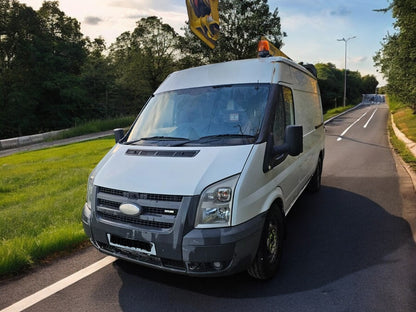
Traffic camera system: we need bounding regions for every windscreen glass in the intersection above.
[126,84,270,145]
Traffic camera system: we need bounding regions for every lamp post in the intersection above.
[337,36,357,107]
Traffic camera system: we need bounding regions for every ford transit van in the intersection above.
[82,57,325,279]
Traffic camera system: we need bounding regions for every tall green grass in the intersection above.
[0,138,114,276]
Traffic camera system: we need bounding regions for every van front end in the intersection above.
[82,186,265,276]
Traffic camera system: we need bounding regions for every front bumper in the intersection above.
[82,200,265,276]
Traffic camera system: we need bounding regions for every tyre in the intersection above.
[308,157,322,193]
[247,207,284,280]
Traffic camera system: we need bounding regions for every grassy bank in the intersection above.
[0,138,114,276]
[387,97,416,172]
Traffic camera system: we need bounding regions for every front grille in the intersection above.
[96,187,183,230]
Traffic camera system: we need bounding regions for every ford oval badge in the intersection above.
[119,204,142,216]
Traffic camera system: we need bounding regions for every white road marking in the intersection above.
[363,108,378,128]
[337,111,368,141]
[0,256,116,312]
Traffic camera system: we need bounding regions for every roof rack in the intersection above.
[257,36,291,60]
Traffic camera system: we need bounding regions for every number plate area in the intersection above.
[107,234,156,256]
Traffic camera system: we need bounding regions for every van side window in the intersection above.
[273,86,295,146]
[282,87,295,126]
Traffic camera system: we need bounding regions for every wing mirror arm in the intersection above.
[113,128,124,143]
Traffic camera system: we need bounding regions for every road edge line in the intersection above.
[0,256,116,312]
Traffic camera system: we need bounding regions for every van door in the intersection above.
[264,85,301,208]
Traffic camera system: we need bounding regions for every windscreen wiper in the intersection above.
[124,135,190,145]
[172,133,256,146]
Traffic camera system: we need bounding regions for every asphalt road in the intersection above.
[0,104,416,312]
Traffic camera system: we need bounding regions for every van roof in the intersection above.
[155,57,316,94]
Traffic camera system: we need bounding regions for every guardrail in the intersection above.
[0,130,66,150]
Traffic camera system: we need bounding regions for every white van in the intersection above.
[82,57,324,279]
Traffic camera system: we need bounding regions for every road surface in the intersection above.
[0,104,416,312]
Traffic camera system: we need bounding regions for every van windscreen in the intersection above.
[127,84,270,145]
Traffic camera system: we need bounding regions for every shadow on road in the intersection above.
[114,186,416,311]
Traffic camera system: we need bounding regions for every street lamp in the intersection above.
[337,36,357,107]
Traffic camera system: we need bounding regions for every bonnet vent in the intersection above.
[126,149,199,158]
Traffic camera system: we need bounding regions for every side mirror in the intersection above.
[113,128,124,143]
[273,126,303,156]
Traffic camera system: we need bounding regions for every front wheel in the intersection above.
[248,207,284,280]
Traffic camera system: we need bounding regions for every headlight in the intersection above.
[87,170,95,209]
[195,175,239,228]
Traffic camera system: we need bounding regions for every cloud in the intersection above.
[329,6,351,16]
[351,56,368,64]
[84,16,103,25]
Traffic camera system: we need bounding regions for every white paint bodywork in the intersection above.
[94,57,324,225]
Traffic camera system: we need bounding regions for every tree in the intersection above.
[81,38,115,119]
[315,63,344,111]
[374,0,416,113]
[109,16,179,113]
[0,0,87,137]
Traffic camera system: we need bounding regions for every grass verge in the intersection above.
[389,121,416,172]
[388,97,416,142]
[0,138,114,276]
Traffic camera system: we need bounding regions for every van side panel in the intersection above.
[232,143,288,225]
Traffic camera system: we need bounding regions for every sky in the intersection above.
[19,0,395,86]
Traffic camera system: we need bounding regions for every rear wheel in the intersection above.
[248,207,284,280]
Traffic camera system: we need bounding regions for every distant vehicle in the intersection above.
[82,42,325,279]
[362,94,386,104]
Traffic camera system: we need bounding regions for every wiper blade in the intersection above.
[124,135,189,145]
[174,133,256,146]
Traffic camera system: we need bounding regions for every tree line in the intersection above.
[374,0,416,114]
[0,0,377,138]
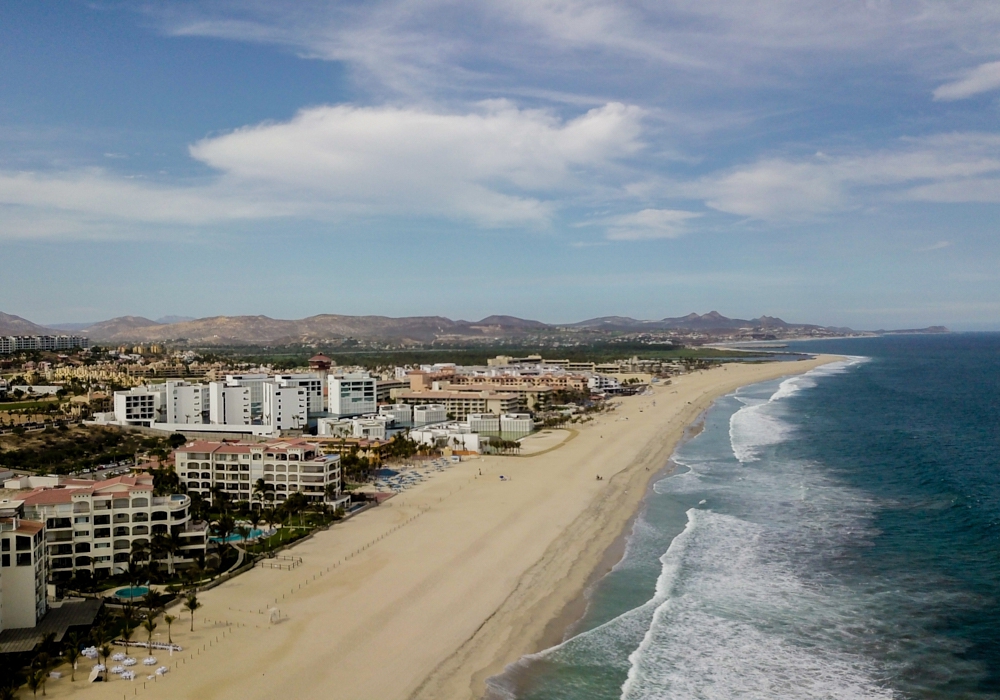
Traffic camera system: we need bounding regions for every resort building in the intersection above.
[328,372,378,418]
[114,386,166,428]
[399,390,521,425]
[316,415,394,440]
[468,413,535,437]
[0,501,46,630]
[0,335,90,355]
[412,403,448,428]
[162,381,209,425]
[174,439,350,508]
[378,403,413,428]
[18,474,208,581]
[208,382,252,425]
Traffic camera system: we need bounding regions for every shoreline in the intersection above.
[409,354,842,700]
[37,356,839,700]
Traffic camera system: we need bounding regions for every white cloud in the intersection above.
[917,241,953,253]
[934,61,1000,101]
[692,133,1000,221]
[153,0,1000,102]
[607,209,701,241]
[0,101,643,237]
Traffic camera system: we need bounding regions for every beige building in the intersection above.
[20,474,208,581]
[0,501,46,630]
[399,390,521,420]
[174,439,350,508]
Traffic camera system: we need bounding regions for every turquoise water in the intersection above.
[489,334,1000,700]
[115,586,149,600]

* [What is being asked]: Turn all of the material above into a numbered list with one line per item, and skip any blank lines. Leave the pictures out.

* [Answer for the task]:
1. Traffic camera system: we need bounding regions for every windscreen glass in the intersection above.
2. [126,84,270,145]
3. Traffic camera system: we need bounding regions for every lamp post in the intersection above.
4. [337,36,357,107]
5. Traffic camera system: we need bounding regions for every ford transit van in the intersection above.
6. [82,57,325,279]
7. Traffic camera system: we need bounding regions for every tall green grass in the intersection above.
8. [0,138,114,276]
9. Traffic camera system: we need bounding regions for every van front end in the intersection above.
10. [82,186,265,276]
11. Traffic camera system: we need bounding regions for every front bumper in the intersection above.
12. [82,200,265,276]
13. Traffic camera system: we need bounding regions for every tyre in the intersection above.
14. [308,157,322,193]
15. [247,207,284,280]
16. Traffic camera system: we need bounding regions for every grassy bank in the intersection above.
17. [0,138,114,276]
18. [387,97,416,172]
19. Traffic camera system: we need bounding regions for every front grille in the intersection above.
20. [96,187,183,230]
21. Traffic camera system: we need bounding regions for every ford oval badge in the intersection above.
22. [119,204,142,216]
23. Traffic camera system: we need bounding regions for every white road marking in the intersection above.
24. [363,108,378,128]
25. [337,111,368,141]
26. [0,256,116,312]
27. Traffic camera system: we need bounding regions for every roof rack in the intersection above.
28. [257,36,291,60]
29. Traffic camera system: we need bounding regions for every number plate area in the intersection above.
30. [107,234,156,256]
31. Traffic camera system: we need bounding regions for every van side window in the intersection above.
32. [273,86,295,146]
33. [282,87,295,126]
34. Traffic camera system: we need bounding regions for every wing mirror arm in the intersection above.
35. [113,128,124,143]
36. Traffic camera system: we need bounding regions for every road edge line in the intersection above.
37. [0,256,116,312]
38. Traffic camera system: we need bounding regions for every van door in the intersection above.
39. [264,85,301,208]
40. Traffic camera system: we need bounding regions for every windscreen wiper in the intersection above.
41. [124,135,190,145]
42. [172,133,256,146]
43. Traffic camera system: we need bounding regions for every asphalt road in the intersection above.
44. [0,104,416,312]
45. Traffic camera system: we need bounding regions for every van roof in the intersection above.
46. [155,57,316,94]
47. Traffic camera system: we need bounding regions for every guardrail in the intersection above.
48. [0,130,66,150]
49. Traffic camera system: we need bounding regions for every white van in the intersection above.
50. [82,57,324,279]
51. Traffic camera system: we need bounding regions for every road surface in the intersection above.
52. [0,104,416,312]
53. Traffic camera system: we need bounding regions for every van windscreen in the intersection above.
54. [127,84,270,145]
55. Traffic camera system: we need bounding regions for every shadow on road in the intersection above.
56. [114,186,416,311]
57. Traffic camera system: we need bounding regions for every street lamp in the intersection above.
58. [337,36,357,107]
59. Traffic camera system: we need bounding regions for every bonnet vent in the intersection above.
60. [126,149,199,158]
61. Traffic camera system: we need bounding regions for every side mirror in the intersection above.
62. [113,128,124,143]
63. [273,126,303,156]
64. Traffic camera system: we need bounding regions for every front wheel in the intersection above.
65. [248,207,284,280]
66. Traffic camera system: we need bounding regions for every headlight in the intersection above.
67. [87,170,95,209]
68. [195,175,239,228]
69. Traffic camera system: we need bounding regions for every cloud in the intersection above.
70. [329,6,351,16]
71. [351,56,368,64]
72. [84,16,103,25]
73. Traffic camera system: we need bounding regions for every white paint bodywork in the intersection above.
74. [94,57,324,225]
75. Traffic camera system: we need bounding regions for every tree in the intersection above.
76. [81,38,115,119]
77. [315,63,344,111]
78. [374,0,416,113]
79. [109,16,179,113]
80. [0,0,87,137]
81. Traffic camera system: we need bounding regions for every grass verge in the intersection above.
82. [389,121,416,172]
83. [388,97,416,142]
84. [0,138,114,276]
85. Traffic camera system: we need bounding regions for every van side panel in the intersection above.
86. [232,143,288,225]
87. Traffic camera system: we need bounding regions for every sky in the intersection above.
88. [19,0,395,86]
89. Traffic camera system: we need bounding regions for every rear wheel in the intersection above.
90. [248,207,284,280]
91. Traffic camera system: we need bounding regions for every distant vehicle in the intersection above.
92. [82,42,325,279]
93. [362,94,386,104]
94. Traffic camera system: we need bounding regions for every wiper blade in the intersection above.
95. [124,135,189,145]
96. [174,133,256,146]
97. Traffic camera system: we need bounding regions for every tree line in the intersection above.
98. [374,0,416,114]
99. [0,0,377,138]
100. Traffic camera system: we need bounding regions for every resort building in the intersection above.
101. [328,372,378,418]
102. [114,386,166,428]
103. [399,390,521,425]
104. [316,415,394,440]
105. [468,413,535,437]
106. [0,501,46,630]
107. [0,335,90,355]
108. [412,403,448,428]
109. [162,381,209,425]
110. [174,439,350,508]
111. [378,403,413,428]
112. [18,474,208,581]
113. [208,382,252,425]
114. Traffic camera system: we need bounding regions for every shoreline in the intersection above.
115. [409,354,842,700]
116. [37,356,839,700]
117. Traffic camera system: we need bounding regions for every white cloud in the intersection above.
118. [917,241,953,253]
119. [934,61,1000,101]
120. [692,133,1000,221]
121. [153,0,1000,102]
122. [607,209,701,241]
123. [0,101,643,237]
124. Traffic camera system: we need bounding regions for every beige building in the intersection above.
125. [20,474,208,581]
126. [0,501,46,630]
127. [399,390,521,420]
128. [174,439,350,508]
129. Traffic camera system: we need bounding regions for every turquoise water in the intersection above.
130. [489,334,1000,700]
131. [115,586,149,600]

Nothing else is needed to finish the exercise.